- Page text:
-- START --
Oh, Noelle. I fell in love with that piece when you submitted it and listening to you read it. Um, I've just got goosebumps. I love it even more. I relate to your story very deeply and, um, I think you were. Ahead of your time. You probably know this. I, I, I think about how even now in 2025, it is not necessarily popular to ask yourself the question, is this all there is? It's, it's, I think it's frowned upon still, even now to leave a marriage. That's perfectly fine. In order to find a connection that satisfies your soul. Yeah, I think, I think women have been vilified for forever for choosing to do that. And the fact that you did, um, 30, 30 years ago, um, I think that that probably must have been incredibly brave and and bold.

Noelle

Well, thank you. Thank you so much. I never felt it was that. I tell you, the pull to him, I could not resist it. It was just, I can't even describe it, but there was nothing else I wanted really.

Steph

I know that feeling.
-- END --
- Request A: Repeat the part of the transcript that opens with the words containing "Well, thank you." and closes with "I wanted really.".
- Request B:
Answer these questions from the transcript:
(i) What year does the first speaker mention when saying "even now"?
(ii) How long ago does the first speaker say Noelle made her choice?
(iii) What does Noelle say she could not resist?

- Extracted information:
-- START --
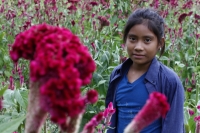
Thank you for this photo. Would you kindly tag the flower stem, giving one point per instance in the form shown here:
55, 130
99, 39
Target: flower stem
35, 115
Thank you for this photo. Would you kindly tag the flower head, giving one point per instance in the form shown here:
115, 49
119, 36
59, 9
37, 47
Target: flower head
0, 104
61, 64
191, 112
92, 96
188, 4
90, 126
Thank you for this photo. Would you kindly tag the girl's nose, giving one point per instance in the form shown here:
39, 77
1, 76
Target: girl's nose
139, 46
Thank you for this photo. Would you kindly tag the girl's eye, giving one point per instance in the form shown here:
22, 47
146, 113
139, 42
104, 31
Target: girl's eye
147, 40
132, 38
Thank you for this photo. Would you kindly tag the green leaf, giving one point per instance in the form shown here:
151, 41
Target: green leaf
12, 125
3, 90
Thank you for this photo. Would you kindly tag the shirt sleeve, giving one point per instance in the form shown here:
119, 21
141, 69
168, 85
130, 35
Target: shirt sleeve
174, 120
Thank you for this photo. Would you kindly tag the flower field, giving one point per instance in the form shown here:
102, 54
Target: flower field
87, 34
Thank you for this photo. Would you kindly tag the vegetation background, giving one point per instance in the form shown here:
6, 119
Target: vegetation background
99, 24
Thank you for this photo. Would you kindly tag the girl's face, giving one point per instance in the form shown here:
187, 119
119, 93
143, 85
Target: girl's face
142, 45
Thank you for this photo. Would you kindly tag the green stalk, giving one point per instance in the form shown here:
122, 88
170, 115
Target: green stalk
20, 126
-- END --
- Answer A:
Well, thank you. Thank you so much. I never felt it was that. I tell you, the pull to him, I could not resist it. It was just, I can't even describe it, but there was nothing else I wanted really.

- Answer B:
(i) 2025
(ii) 30 years ago
(iii) The pull to him